__Directions__: Copy out the open letter below on the "African mercenaries" rumor word for word, from start to finish.

__Passage provided__:
** start **

Elsewhere, other Al Jazeera and international journalists who although tweeting in their personal capacity, tweet the news and again they repeat this ‘mercenaries are coming from Africa’ line. One has to wonder whether we’re looking at the same map when we speak of Africa or is this some journo code-speak ordinary people are not privy to?Rumors have also been doing the rounds about these ‘African mercenaries’ and it seems that they are most likely from Chad, Niger, Nigeria, Tunisia and Guinea. Not the Congo, not Somalia and not Zimbabwe as some wild speculations claimed. Yes, there was no plane full of soldiers dispatched from Harare to Tripoli at 1 a.m on Sunday morning – any well-educated Zimbabwean could have told these international journalists tweeting in their personal capacity that this ‘witness account’, as dubbed by Al Jazeera, was untrue. Of course AJE is only the messenger so you can’t be blamed for what you can’t verify and I don’t blame you. But since this is an open letter I may as well post some advice for other inquiring minds who’ll stumble on my blog. For starters soldiers are not mercenaries, our history of mercenaries is mainly from the apartheid era, Mozambique’s civil war and the Angolan war when White South Africans and White Zimbabweans (some of them were former Rhodesian soldiers) would use Zimbabwe as temporary base but they did not operate in Zimbabwe. Secondly today in Zimbabwe we have thugs (don’t often use guns but often beat and rape) not mercenaries (skilled hit-men like Simon Mann (Equatorial Guinea plot)) that are busy with their own electoral campaign of violence, thirdly our thugs have no knowledge of Libyan terrain and finally Zimbabwe doesn’t speak French, but no amount of @’ing international journos on twitter could kill this rumor. But as untruths die in time, I sincerely hope that this untruth will die sooner rather than later.(Checkout David Smith’s column in the Guardian UK)

** end **

__Material__:
** start **

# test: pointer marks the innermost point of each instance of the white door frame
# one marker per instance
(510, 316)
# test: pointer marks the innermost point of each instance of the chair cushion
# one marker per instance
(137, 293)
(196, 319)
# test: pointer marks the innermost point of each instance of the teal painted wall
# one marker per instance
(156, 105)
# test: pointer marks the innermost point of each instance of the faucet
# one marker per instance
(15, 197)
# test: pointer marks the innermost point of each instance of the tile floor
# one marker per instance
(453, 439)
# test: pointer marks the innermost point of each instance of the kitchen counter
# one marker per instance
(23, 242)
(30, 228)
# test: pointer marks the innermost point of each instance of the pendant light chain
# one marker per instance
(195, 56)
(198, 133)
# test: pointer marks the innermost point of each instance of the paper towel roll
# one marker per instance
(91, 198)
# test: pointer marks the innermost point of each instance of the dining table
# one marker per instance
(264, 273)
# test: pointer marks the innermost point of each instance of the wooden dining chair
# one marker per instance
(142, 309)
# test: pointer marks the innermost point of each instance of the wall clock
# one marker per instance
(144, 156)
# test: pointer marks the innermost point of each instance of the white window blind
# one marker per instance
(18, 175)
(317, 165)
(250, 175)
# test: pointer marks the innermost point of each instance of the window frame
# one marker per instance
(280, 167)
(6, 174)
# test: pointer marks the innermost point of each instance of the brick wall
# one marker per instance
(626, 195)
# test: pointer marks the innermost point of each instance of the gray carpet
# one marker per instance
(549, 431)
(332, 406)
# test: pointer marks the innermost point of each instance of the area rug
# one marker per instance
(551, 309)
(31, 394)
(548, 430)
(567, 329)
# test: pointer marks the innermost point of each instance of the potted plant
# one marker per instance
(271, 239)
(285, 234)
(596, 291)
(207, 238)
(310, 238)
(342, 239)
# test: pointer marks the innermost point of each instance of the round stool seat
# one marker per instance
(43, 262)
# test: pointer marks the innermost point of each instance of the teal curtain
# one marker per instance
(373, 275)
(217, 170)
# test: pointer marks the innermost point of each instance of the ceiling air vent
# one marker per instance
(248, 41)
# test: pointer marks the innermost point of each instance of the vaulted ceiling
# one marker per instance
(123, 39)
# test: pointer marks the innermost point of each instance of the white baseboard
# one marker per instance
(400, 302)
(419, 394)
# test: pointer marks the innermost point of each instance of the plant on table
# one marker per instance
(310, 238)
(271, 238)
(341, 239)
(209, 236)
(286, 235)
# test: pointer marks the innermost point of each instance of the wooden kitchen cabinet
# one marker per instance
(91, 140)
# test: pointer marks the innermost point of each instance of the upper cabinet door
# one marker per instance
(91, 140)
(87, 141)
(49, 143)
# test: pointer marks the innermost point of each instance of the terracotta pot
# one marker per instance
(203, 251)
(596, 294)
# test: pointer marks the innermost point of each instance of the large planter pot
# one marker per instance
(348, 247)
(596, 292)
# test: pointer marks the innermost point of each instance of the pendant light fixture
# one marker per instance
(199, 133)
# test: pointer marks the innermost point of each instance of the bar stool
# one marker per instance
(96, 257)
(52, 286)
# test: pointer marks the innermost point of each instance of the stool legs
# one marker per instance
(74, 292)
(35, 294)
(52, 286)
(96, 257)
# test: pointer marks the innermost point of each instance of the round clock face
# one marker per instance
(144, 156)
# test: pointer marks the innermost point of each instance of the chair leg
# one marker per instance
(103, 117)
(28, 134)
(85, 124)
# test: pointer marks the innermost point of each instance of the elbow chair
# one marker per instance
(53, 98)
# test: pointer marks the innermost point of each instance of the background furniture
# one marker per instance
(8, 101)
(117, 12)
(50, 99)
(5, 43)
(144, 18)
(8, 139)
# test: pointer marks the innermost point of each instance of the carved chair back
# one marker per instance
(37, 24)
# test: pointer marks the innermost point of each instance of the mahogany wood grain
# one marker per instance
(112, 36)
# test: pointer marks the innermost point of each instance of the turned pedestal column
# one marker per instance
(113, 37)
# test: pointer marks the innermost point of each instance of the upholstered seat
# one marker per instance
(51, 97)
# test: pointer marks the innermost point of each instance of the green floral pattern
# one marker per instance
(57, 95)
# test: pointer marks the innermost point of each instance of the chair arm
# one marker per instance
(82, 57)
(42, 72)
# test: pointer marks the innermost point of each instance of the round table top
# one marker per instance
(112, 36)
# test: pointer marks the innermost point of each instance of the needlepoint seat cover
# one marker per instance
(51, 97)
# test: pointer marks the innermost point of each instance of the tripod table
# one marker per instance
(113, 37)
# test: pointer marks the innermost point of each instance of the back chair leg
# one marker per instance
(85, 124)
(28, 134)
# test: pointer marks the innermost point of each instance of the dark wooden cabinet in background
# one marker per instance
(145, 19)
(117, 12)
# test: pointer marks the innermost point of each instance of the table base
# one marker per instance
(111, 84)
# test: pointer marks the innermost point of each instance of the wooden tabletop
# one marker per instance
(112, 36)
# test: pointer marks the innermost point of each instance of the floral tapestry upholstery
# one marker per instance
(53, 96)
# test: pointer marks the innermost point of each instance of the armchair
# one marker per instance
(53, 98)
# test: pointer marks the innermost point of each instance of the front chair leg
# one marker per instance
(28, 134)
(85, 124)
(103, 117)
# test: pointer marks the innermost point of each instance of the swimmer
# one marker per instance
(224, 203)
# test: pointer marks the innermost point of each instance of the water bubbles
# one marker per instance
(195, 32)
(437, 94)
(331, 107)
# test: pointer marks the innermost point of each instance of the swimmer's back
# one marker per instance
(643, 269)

** end **

__Final answer__:
Elsewhere, other Al Jazeera and international journalists who although tweeting in their personal capacity, tweet the news and again they repeat this ‘mercenaries are coming from Africa’ line. One has to wonder whether we’re looking at the same map when we speak of Africa or is this some journo code-speak ordinary people are not privy to?Rumors have also been doing the rounds about these ‘African mercenaries’ and it seems that they are most likely from Chad, Niger, Nigeria, Tunisia and Guinea. Not the Congo, not Somalia and not Zimbabwe as some wild speculations claimed. Yes, there was no plane full of soldiers dispatched from Harare to Tripoli at 1 a.m on Sunday morning – any well-educated Zimbabwean could have told these international journalists tweeting in their personal capacity that this ‘witness account’, as dubbed by Al Jazeera, was untrue. Of course AJE is only the messenger so you can’t be blamed for what you can’t verify and I don’t blame you. But since this is an open letter I may as well post some advice for other inquiring minds who’ll stumble on my blog. For starters soldiers are not mercenaries, our history of mercenaries is mainly from the apartheid era, Mozambique’s civil war and the Angolan war when White South Africans and White Zimbabweans (some of them were former Rhodesian soldiers) would use Zimbabwe as temporary base but they did not operate in Zimbabwe. Secondly today in Zimbabwe we have thugs (don’t often use guns but often beat and rape) not mercenaries (skilled hit-men like Simon Mann (Equatorial Guinea plot)) that are busy with their own electoral campaign of violence, thirdly our thugs have no knowledge of Libyan terrain and finally Zimbabwe doesn’t speak French, but no amount of @’ing international journos on twitter could kill this rumor. But as untruths die in time, I sincerely hope that this untruth will die sooner rather than later.(Checkout David Smith’s column in the Guardian UK)